Texto del ejercicio:
* * * * *
¡Oh, Fabio!

Luis Sánchez-Moliní

lmolini@grupojoly.com

Las Sevillas soñadas (y destrozadas)

La plaza de Santa Marta tiene –o tenía antes de irrumpir en ella la furia iconoclasta– algo de decorado de los Quintero El “cutre palacete” de Monsalves

La Plaza de Santa Marta, ya sin el crucero.

La Plaza de Santa Marta, ya sin el crucero. / DS

NO se saben aún las causas del destrozo del crucero de Santa Marta este fin de semana. Puede haber sido un acto de vandalismo, un escupitajo cristianófobo o una manifestación de hierofobia. Cualquiera de los tres motivos son inquietantes. La plaza de Santa Marta es uno de esos lugares primorosos que nos gustan a los aborígenes, pese a pertenecer a la Sevilla facilona con la que soñó el Marqués de la Vega-Inclán al crear el Barrio de Santa Cruz tal como hoy lo conocemos. Cuando alguien se ve en la obligación de pasear por la ciudad a alguna visita sin demasiadas exigencias, hacer una parada en la plaza de Santa Marta es un éxito asegurado. No en vano, cumple con todas las expectativas de exotismo y misterio oriental que los foráneos suelen tener sobre la capital del Guadalquivir, uno de esos rincones pintorescos como pensados para los pinceles de los Domínguez Bécquer o Cortés Aguilar.
* * * * *
Requisitos del problema: Reproduce sin cambios el fragmento del texto sobre la plaza de Santa Marta que va de "NO se saben" a "o Cortés Aguilar.", ambos incluidos.
* * * * *
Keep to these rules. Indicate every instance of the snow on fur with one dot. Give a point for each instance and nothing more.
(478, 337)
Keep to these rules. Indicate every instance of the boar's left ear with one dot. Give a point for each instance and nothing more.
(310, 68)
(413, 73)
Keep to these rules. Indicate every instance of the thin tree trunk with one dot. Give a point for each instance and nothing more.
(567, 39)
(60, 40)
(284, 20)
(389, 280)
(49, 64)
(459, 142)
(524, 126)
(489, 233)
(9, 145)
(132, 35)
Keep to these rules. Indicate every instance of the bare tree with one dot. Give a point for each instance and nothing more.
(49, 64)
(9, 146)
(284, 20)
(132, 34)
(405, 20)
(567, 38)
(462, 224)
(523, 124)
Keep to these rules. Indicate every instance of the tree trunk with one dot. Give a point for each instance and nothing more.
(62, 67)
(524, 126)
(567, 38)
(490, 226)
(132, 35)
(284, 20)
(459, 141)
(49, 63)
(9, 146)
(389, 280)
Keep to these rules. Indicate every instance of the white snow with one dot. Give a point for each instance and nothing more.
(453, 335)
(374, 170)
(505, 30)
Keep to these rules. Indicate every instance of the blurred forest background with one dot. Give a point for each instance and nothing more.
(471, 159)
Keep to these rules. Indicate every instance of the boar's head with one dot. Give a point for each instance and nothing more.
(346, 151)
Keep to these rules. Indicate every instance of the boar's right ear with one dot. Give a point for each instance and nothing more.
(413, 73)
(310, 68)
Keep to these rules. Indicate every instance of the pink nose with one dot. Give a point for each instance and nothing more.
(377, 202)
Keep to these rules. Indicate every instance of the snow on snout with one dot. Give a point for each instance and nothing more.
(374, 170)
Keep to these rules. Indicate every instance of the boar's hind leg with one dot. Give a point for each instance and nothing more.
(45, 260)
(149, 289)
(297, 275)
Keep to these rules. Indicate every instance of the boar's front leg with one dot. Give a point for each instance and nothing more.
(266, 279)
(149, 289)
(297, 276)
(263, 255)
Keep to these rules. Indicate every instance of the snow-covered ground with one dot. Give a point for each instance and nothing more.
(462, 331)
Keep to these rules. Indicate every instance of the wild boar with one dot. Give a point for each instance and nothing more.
* * * * *
Respuesta del ejercicio:
NO se saben aún las causas del destrozo del crucero de Santa Marta este fin de semana. Puede haber sido un acto de vandalismo, un escupitajo cristianófobo o una manifestación de hierofobia. Cualquiera de los tres motivos son inquietantes. La plaza de Santa Marta es uno de esos lugares primorosos que nos gustan a los aborígenes, pese a pertenecer a la Sevilla facilona con la que soñó el Marqués de la Vega-Inclán al crear el Barrio de Santa Cruz tal como hoy lo conocemos. Cuando alguien se ve en la obligación de pasear por la ciudad a alguna visita sin demasiadas exigencias, hacer una parada en la plaza de Santa Marta es un éxito asegurado. No en vano, cumple con todas las expectativas de exotismo y misterio oriental que los foráneos suelen tener sobre la capital del Guadalquivir, uno de esos rincones pintorescos como pensados para los pinceles de los Domínguez Bécquer o Cortés Aguilar.